(Dataset items)
::::::

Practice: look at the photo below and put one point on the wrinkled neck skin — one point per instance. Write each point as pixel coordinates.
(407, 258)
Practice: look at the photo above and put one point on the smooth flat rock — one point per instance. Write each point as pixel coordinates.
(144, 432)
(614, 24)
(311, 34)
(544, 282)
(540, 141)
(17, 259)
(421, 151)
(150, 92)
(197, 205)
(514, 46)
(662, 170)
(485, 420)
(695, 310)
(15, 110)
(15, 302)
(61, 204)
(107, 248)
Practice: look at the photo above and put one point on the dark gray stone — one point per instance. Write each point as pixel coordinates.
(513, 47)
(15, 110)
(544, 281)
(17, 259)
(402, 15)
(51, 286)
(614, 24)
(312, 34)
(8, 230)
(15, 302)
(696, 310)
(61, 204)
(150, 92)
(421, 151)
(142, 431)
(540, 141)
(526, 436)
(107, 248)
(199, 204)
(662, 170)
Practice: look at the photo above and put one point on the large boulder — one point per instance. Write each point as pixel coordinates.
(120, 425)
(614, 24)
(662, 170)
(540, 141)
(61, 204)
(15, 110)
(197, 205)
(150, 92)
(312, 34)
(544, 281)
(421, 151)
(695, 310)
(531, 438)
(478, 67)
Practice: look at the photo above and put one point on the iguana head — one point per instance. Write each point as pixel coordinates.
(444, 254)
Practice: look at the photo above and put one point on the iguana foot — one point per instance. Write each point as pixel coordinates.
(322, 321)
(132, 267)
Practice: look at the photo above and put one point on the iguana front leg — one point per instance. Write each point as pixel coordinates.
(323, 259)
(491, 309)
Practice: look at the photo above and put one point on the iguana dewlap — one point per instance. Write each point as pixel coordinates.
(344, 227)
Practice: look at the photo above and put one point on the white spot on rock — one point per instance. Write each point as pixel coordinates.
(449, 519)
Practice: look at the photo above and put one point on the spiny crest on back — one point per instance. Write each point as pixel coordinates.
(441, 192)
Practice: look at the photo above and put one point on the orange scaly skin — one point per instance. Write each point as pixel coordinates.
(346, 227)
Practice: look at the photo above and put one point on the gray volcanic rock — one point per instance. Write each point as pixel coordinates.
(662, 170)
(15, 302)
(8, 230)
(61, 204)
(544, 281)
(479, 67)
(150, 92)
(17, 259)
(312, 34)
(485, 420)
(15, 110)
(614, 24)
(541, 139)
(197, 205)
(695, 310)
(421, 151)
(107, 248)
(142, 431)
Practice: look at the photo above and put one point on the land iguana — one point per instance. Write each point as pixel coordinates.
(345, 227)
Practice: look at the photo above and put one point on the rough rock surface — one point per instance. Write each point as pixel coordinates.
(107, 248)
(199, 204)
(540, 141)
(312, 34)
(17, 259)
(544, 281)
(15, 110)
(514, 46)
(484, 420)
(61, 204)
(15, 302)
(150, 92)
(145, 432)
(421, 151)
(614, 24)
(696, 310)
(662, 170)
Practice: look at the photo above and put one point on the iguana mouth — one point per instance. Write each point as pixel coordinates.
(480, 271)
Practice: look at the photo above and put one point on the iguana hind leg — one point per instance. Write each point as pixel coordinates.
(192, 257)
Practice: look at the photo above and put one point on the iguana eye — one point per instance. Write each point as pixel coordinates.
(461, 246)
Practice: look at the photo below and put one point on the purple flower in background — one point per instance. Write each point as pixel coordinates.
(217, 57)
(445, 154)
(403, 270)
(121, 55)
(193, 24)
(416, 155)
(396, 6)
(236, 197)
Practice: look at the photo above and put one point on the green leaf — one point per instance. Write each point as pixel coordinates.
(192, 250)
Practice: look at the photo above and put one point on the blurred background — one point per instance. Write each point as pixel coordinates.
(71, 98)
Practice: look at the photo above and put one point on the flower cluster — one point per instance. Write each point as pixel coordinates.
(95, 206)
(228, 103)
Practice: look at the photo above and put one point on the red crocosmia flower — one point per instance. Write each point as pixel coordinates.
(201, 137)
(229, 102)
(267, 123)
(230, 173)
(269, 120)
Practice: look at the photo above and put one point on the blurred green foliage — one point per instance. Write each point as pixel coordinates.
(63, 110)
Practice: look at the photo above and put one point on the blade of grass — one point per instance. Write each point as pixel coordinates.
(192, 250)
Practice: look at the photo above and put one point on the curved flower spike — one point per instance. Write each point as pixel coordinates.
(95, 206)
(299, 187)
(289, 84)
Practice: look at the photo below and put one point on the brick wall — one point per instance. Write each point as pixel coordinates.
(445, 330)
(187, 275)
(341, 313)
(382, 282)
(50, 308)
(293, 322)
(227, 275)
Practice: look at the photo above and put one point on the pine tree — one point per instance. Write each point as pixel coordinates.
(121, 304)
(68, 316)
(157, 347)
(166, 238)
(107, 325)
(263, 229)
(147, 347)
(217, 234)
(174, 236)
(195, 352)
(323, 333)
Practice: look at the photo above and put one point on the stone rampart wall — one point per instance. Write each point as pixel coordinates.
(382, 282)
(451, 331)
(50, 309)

::::::

Could you write out every line of the listing above, word for word and unchanged?

Practice: look at the photo below and put one point on the wrinkled neck skin — one point per instance. Write each point as pixel coordinates.
(407, 258)
Practice: look at the photo above and put one point on the smooth flat rock — one point per instance. Write each point as pixel coordinates.
(144, 432)
(614, 24)
(311, 34)
(544, 282)
(540, 141)
(17, 259)
(421, 151)
(150, 92)
(197, 205)
(514, 46)
(662, 170)
(485, 420)
(695, 310)
(15, 110)
(15, 302)
(61, 204)
(107, 248)
Practice: look at the photo above and put one point on the dark gray stone — one point per instance. Write each point as pixel coordinates.
(513, 47)
(15, 110)
(544, 281)
(17, 259)
(402, 15)
(51, 286)
(614, 24)
(312, 34)
(8, 230)
(15, 302)
(696, 310)
(61, 204)
(150, 92)
(421, 151)
(142, 431)
(540, 141)
(526, 436)
(107, 248)
(199, 204)
(662, 170)
Practice: look at the photo above and put one point on the large boulder — one point per instance. Write each point as pixel coordinates.
(120, 425)
(614, 24)
(662, 170)
(540, 141)
(61, 204)
(15, 110)
(197, 205)
(150, 92)
(312, 34)
(544, 281)
(421, 151)
(695, 310)
(531, 438)
(478, 67)
Practice: look at the photo above and put one point on the iguana head — one point per instance. Write each point as pixel coordinates.
(444, 254)
Practice: look at the photo above and put one point on the iguana foot — one point per instance. Write each point as pixel coordinates.
(322, 321)
(132, 267)
Practice: look at the photo above and put one point on the iguana front leg — one point per instance. Write each point as pixel coordinates.
(323, 259)
(491, 309)
Practice: look at the photo above and put one point on the iguana dewlap — one point per instance. Write each point as pixel coordinates.
(344, 227)
Practice: look at the photo above and put one point on the white spot on rock — one point per instance. Write each point as pixel coordinates.
(449, 519)
Practice: look at the photo above and put one point on the spiny crest on back — one point per instance. Write each point as pixel coordinates.
(441, 192)
Practice: look at the photo above and put one point on the orange scaly skin — one point per instance. Write each point as pixel coordinates.
(346, 227)
Practice: look at the photo above and put one point on the gray volcanic rock — one point per instance. Write each point as pixel coordinates.
(662, 170)
(15, 302)
(8, 230)
(61, 204)
(544, 281)
(479, 67)
(150, 92)
(17, 259)
(312, 34)
(485, 420)
(15, 110)
(614, 24)
(541, 139)
(197, 205)
(695, 310)
(421, 151)
(107, 248)
(142, 431)
Practice: look at the photo above and put one point on the land iguana — one point per instance. Write each point as pixel coordinates.
(345, 227)
Practice: look at the photo above and put one point on the rough rock surface — one point per instance. Write each point as pixel coordinates.
(107, 248)
(199, 204)
(540, 141)
(312, 34)
(17, 259)
(544, 281)
(15, 110)
(514, 46)
(484, 420)
(61, 204)
(15, 302)
(150, 92)
(145, 432)
(421, 151)
(614, 24)
(696, 310)
(662, 170)
Practice: look at the photo above and put one point on the iguana mouth — one point per instance. Write each point as pixel coordinates.
(480, 271)
Practice: look at the photo above and put one point on the iguana hind leg — one point per instance. Write each point as pixel coordinates.
(192, 257)
Practice: look at the photo above and put one point on the iguana eye — one point per instance. Write each point as pixel coordinates.
(461, 246)
Practice: look at the photo below and put one point on the purple flower in background — one point per instance. Write each point as pixel coordinates.
(217, 57)
(445, 154)
(403, 270)
(121, 55)
(193, 24)
(416, 155)
(396, 6)
(236, 197)
Practice: look at the photo above and put one point on the green leaf — one point per instance. Write each point as pixel coordinates.
(192, 250)
Practice: look at the photo above and put one point on the blurred background — one point per instance. Write each point as pixel coordinates.
(71, 98)
Practice: look at the photo above and put one point on the flower cluster — one point per instance. Write each point as pixel coordinates.
(95, 206)
(228, 103)
Practice: look at the photo above and put one point on the red crocosmia flower — one point per instance. Write each point as pixel coordinates.
(201, 137)
(229, 102)
(267, 123)
(230, 173)
(269, 120)
Practice: look at the photo above and put one point on the blurred green foliage — one point per instance. Write each point as pixel coordinates.
(63, 110)
Practice: look at the photo above and put one point on the blade of grass — one point per instance. Write each point as pixel coordinates.
(192, 250)
Practice: look at the photo above and put one point on the curved flower spike — one point per instance. Write each point as pixel coordinates.
(95, 206)
(299, 187)
(289, 84)
Practice: look at the photo below and put one point on the brick wall — one point per instance. Write each point as pixel coordinates.
(445, 330)
(187, 275)
(341, 313)
(382, 282)
(50, 308)
(293, 322)
(227, 275)
Practice: look at the photo above and put one point on the pine tree — one point per instance. Write each point as pixel coordinates.
(121, 304)
(68, 316)
(157, 347)
(166, 238)
(107, 325)
(263, 229)
(147, 347)
(217, 234)
(174, 236)
(195, 352)
(323, 333)
Practice: look at the photo above and put one point on the stone rampart wall — one point per instance. Write each point as pixel coordinates.
(382, 282)
(451, 331)
(50, 309)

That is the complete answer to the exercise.